Exercise prompt
Locate every line below that contains the string "Outline", and copy each such line in full.

(Image segmentation entries)
________________

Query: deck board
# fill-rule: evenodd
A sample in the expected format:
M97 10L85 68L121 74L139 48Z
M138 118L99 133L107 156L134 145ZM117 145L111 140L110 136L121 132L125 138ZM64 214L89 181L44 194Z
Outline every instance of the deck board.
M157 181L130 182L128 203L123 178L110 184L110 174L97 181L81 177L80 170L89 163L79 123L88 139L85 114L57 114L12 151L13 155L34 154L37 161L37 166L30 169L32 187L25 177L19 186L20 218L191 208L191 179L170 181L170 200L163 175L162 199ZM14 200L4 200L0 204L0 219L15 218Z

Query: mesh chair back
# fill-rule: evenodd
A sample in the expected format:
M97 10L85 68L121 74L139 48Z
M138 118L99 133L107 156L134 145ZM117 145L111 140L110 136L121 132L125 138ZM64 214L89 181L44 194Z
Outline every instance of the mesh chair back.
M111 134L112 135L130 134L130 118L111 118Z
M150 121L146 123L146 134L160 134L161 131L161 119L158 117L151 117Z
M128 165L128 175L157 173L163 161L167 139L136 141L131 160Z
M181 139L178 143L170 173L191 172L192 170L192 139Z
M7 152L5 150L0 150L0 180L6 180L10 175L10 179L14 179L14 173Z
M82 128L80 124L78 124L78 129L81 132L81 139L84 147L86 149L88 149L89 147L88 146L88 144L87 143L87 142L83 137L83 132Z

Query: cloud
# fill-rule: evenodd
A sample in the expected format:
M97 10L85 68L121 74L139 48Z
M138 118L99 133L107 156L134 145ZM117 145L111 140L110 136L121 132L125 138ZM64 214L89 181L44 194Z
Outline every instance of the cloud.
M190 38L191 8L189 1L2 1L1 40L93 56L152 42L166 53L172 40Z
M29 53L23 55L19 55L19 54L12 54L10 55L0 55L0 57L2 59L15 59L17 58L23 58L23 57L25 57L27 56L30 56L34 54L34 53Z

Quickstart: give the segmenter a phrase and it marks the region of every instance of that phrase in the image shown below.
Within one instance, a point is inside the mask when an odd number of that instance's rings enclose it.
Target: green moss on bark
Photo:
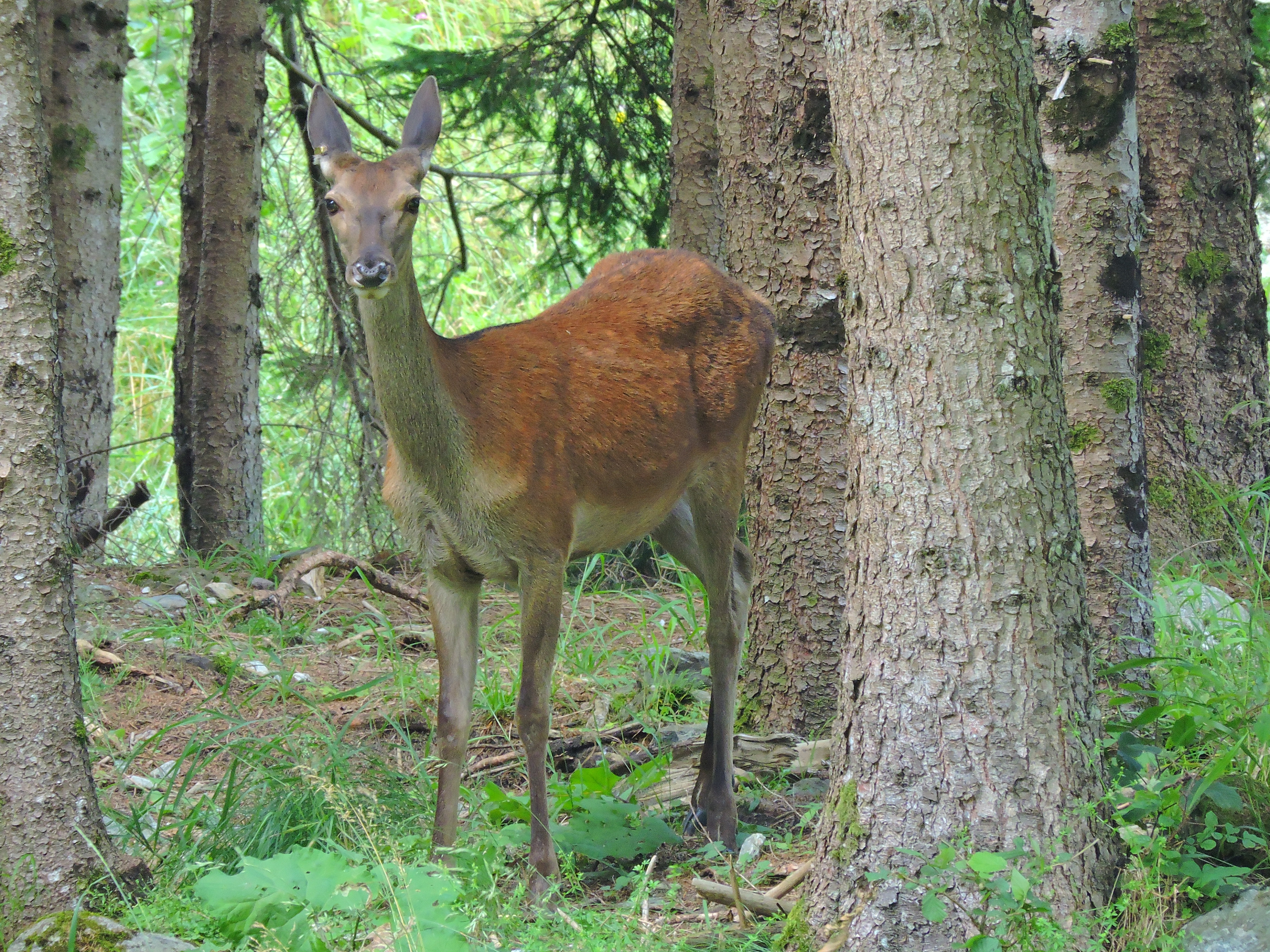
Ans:
[[[1102,439],[1102,430],[1092,423],[1073,423],[1067,437],[1067,446],[1073,453],[1080,453]]]
[[[1129,404],[1138,396],[1138,385],[1128,377],[1109,380],[1102,385],[1100,392],[1111,413],[1123,414],[1128,413]]]
[[[1205,241],[1182,259],[1181,279],[1193,288],[1204,288],[1227,275],[1231,270],[1231,256]]]
[[[1147,18],[1147,29],[1166,43],[1203,43],[1208,39],[1208,17],[1199,4],[1165,4]]]

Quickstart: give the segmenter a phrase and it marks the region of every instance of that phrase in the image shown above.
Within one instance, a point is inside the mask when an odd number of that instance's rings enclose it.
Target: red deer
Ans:
[[[652,533],[710,598],[712,696],[693,809],[735,847],[733,724],[749,600],[737,538],[745,447],[771,363],[772,312],[688,251],[631,251],[532,320],[443,338],[428,324],[410,240],[441,135],[436,80],[401,147],[366,161],[323,89],[309,137],[358,297],[390,437],[384,499],[423,555],[441,664],[433,842],[451,845],[466,758],[484,579],[521,595],[521,692],[536,895],[556,866],[547,828],[551,669],[570,559]],[[546,877],[546,878],[545,878]]]

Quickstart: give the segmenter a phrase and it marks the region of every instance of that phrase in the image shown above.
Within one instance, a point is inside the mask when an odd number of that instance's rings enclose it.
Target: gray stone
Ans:
[[[1267,952],[1270,890],[1246,890],[1233,902],[1191,919],[1182,928],[1186,952]]]
[[[145,605],[146,608],[155,608],[160,612],[179,612],[185,605],[189,604],[180,595],[150,595],[150,598],[141,599],[137,604]]]
[[[660,750],[665,750],[679,744],[688,744],[705,735],[705,732],[706,726],[704,724],[669,724],[658,732],[657,746]]]
[[[118,589],[112,585],[76,585],[75,604],[95,605],[102,602],[113,602],[119,597]]]
[[[804,777],[790,787],[795,797],[823,797],[828,792],[829,782],[824,777]]]
[[[243,590],[237,585],[231,585],[227,581],[210,581],[203,585],[203,592],[212,598],[218,598],[224,602],[229,602],[231,598],[240,598],[243,595]]]
[[[71,913],[46,915],[20,933],[9,946],[9,952],[65,952],[71,918]],[[121,952],[189,952],[194,948],[174,935],[133,932],[97,913],[79,914],[75,920],[75,946],[85,949],[118,948]]]

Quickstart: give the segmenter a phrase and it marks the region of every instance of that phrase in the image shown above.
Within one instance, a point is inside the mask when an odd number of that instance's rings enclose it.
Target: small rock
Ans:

________________

Full output
Outline every instance of the deck board.
Outline every instance of the mesh chair back.
Outline every instance of the cloud.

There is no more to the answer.